- [BRIEF]: Without changing anything, set down every line shown below.

----

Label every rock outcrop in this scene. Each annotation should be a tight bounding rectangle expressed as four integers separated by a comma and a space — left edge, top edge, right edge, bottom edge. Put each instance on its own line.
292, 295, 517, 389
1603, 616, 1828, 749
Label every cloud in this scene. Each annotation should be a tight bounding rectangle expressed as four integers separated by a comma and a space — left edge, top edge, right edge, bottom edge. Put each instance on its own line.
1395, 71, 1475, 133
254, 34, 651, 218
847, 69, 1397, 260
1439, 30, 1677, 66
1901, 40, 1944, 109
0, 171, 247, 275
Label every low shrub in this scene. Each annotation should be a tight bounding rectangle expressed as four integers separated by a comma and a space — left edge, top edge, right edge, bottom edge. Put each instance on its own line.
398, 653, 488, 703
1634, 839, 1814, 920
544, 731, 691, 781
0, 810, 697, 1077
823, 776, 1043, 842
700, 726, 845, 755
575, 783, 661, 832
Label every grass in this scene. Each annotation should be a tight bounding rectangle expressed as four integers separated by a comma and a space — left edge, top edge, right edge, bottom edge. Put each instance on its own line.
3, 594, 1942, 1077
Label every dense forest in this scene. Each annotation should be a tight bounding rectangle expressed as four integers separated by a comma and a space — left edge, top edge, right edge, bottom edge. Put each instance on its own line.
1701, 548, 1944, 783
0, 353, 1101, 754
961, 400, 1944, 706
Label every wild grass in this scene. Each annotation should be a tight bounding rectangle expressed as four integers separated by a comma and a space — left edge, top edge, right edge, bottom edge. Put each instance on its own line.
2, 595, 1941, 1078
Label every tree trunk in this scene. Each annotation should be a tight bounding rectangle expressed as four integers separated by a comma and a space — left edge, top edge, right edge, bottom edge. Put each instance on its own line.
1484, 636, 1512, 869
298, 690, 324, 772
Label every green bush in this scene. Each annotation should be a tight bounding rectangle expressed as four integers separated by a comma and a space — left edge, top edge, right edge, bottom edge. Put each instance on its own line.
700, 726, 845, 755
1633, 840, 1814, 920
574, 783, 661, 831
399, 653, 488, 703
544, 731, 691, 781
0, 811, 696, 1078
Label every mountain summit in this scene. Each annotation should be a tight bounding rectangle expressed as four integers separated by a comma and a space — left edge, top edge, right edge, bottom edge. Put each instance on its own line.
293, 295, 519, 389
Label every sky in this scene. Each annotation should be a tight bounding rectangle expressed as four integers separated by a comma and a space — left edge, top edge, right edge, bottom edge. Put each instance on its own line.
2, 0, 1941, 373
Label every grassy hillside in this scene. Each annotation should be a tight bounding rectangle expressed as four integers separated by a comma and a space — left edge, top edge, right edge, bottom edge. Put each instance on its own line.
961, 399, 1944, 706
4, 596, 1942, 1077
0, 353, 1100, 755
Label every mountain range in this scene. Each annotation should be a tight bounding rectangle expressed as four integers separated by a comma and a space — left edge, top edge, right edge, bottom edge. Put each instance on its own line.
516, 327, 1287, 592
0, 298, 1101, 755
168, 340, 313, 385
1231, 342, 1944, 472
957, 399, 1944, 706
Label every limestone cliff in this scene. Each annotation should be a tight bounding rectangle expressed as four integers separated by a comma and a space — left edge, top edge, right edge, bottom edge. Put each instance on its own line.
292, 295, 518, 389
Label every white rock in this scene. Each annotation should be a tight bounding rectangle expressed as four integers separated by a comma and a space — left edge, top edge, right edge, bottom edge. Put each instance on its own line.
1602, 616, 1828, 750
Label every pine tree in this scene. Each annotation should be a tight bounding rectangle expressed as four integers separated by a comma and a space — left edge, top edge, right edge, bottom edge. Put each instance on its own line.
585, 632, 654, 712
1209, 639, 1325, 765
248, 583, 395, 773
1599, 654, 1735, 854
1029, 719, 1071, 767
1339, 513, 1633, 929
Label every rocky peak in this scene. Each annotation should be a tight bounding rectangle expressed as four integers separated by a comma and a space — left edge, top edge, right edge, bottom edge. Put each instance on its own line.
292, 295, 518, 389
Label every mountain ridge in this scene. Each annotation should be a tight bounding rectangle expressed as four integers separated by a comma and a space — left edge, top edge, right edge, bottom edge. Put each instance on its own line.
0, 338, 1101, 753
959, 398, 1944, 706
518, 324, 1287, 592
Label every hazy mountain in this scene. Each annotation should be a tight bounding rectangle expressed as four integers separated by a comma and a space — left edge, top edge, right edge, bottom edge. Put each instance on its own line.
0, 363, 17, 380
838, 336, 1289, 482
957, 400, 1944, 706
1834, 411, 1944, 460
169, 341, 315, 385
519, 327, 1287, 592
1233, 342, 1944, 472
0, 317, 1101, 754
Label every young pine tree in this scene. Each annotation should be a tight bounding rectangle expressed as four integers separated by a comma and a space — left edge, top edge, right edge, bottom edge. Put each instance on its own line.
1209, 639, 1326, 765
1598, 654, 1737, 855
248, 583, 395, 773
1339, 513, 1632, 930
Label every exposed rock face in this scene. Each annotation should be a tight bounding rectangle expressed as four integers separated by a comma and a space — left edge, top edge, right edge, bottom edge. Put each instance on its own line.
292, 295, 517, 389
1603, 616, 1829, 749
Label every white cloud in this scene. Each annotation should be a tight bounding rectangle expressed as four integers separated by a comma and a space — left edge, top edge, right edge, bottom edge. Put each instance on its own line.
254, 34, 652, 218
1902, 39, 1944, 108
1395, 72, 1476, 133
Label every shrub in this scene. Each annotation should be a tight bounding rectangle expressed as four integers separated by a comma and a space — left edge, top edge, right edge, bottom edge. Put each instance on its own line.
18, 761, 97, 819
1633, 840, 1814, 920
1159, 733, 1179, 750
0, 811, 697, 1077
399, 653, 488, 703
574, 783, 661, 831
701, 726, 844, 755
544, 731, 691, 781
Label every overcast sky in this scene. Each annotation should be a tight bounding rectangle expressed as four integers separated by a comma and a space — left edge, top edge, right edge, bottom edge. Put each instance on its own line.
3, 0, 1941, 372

----

- [COMPLETED TASK]:
Label every rock outcrop in this scene. Each annotation should be a tight bounding rectangle expressed as four integers separated by a comma and a space — left edge, top edge, right edge, bottom edge. Put each instance on its own line.
292, 295, 517, 389
1603, 616, 1828, 749
Label every cloud in this scene. Each annotation should be a tight bounding rectangle expressed as four integers separated by a comma and a space — left edge, top edge, right edge, bottom edge. Put each instance on its own line.
1395, 71, 1475, 133
254, 34, 651, 218
847, 69, 1397, 260
1439, 30, 1677, 66
1901, 40, 1944, 109
0, 171, 247, 275
Label every low shrub in this scene. Each annotation should be a tight bounding rectangle expressed as four integers separated by a comma and a space — left edge, top edge, right edge, bottom edge. Put each instance on its own line.
398, 653, 488, 703
1634, 839, 1814, 920
544, 731, 691, 781
0, 810, 697, 1077
823, 776, 1043, 842
700, 726, 845, 755
575, 783, 661, 832
Label every grass in this scene. Each annotation should be a tight bounding rectangle expressed as four integers separated by a comma and a space — left edge, top edge, right edge, bottom edge. Put each instance on its own line.
3, 594, 1942, 1077
Label every dense forest in this scene. Each annotation should be a tight bounding rectangle expressed as four integers separated by a comma and a space — left edge, top edge, right edge, bottom edge. Put each instance on its own line.
1701, 548, 1944, 783
0, 353, 1101, 754
961, 400, 1944, 706
Label every wild grass in this scene. Each annotation should be a tight bounding rectangle expressed as four integers separated by a comma and a space — left edge, top edge, right edge, bottom edge. Put each instance on its own line.
2, 595, 1941, 1078
Label every tree trunk in this scene. Each annotation should be a tight bounding rectangle expressed as four integers separated by a comma and a space — left edge, top edge, right edge, bottom edge. Put each instance on its own line.
1484, 636, 1512, 869
298, 690, 324, 772
Label every green bush in this scene. Each annotation should be a tight bounding rectangle expressed as four integers separated by a comma and a space — left edge, top edge, right edge, bottom edge. Put each instance on its own line.
700, 726, 845, 755
1633, 840, 1814, 920
574, 783, 661, 831
399, 653, 488, 703
544, 731, 691, 781
0, 811, 696, 1078
Label every mountain summit in this scene. Each annotation should be a tight bounding rectangle expressed as four integers separated by a comma and a space — left edge, top edge, right edge, bottom edge. Put each instance on its own line.
293, 295, 519, 389
Label every sky in this scene. Each annotation should be a tight bounding rectangle expressed as four integers separated by a comma and a space — left edge, top edge, right edge, bottom edge. Put each instance on its own line.
2, 0, 1941, 373
Label every grassy hillside in this scene. Each annotation should be a tight bounding rectangle expressed as four integers separated by a comma and a space — left edge, top edge, right edge, bottom edge. Put each instance on its own line.
961, 399, 1944, 706
4, 596, 1942, 1077
0, 353, 1100, 755
Label every mountain range in this scene. Each annotation should be a tight bounding rectangle expressed as four integers separated by a comma and a space — left edge, top edge, right edge, bottom edge. Put each instance on its own line.
516, 327, 1287, 592
0, 298, 1101, 755
168, 340, 313, 385
1231, 342, 1944, 472
957, 399, 1944, 706
Label every limestone cliff in this scene. Each annotation should be a tight bounding rectangle expressed as four integers separated by a comma and a space — left edge, top edge, right edge, bottom edge. Put each instance on its own line.
292, 295, 518, 389
Label every white rock in this scene. Each annotation should be a tight bounding rectangle expressed as four integers separated by a comma and a space — left edge, top edge, right edge, bottom edge. Put each instance on its own line.
1602, 616, 1828, 750
Label every pine tree in this scene. Each annotation should be a tight bounding rectangle expressed as four integers separated by a comma and a space — left edge, top edge, right edge, bottom edge. Put each instance on its own line.
585, 632, 654, 712
1209, 639, 1325, 765
248, 583, 395, 773
1599, 654, 1735, 854
1029, 719, 1071, 767
1339, 513, 1633, 929
Label every rocky peak in this scene. Each annotation should be a tight bounding rectangle expressed as four integers separated by a comma and a space — left edge, top edge, right edge, bottom edge. Put each instance on its own line.
292, 295, 518, 389
Label every mountain ridge in this scene. Each annotation should be a tight bounding rectangle expressed as four integers separated by a comma and a space — left edge, top edge, right edge, bottom edge. Put each instance on its own line.
0, 338, 1101, 753
959, 398, 1944, 706
518, 324, 1287, 592
Label every hazy mountain in this scene. Each annotation should be a tight bounding rectangle expressed as four integers separated by a comma and a space — left edge, top edge, right edge, bottom edge. Put each instance on its own line.
0, 363, 17, 380
838, 336, 1289, 482
957, 400, 1944, 706
1834, 411, 1944, 460
169, 341, 315, 385
519, 327, 1287, 592
1233, 342, 1944, 472
0, 317, 1101, 754
Label every young pine tree in this scene. Each annotation should be a tight bounding rectangle expressed as four integers separated by a comma and a space — left edge, top edge, right edge, bottom edge. Put each instance on its own line.
1209, 639, 1326, 765
1598, 654, 1737, 855
248, 583, 395, 773
1339, 513, 1632, 930
Label every exposed rock face in this scene. Each annotation should be a tight bounding rectangle expressed as four integers separated by a comma and a space — left edge, top edge, right edge, bottom edge. Put each instance on its own line.
292, 295, 517, 389
1603, 616, 1829, 749
Label every white cloud in this scene. Each annotation should be a tight bounding rectangle expressed as four integers separated by a comma and a space — left edge, top edge, right edge, bottom edge. Put each instance on its own line.
254, 34, 652, 218
1902, 39, 1944, 108
1395, 72, 1476, 133
Label every shrub in this scene. Each annotation should be a tight bounding rectangle expressed as four integers separated by a comma and a space — left edge, top edge, right edge, bottom edge. Put each instance on its own line.
18, 761, 97, 819
1633, 840, 1814, 920
1159, 733, 1179, 750
0, 811, 697, 1077
399, 653, 488, 703
574, 783, 661, 831
701, 726, 844, 755
544, 731, 691, 781
Label every overcast sky in this scene. Each annotation should be a tight bounding rectangle expressed as four integers separated by a comma and a space — left edge, top edge, right edge, bottom edge. Put each instance on its own line.
3, 0, 1941, 372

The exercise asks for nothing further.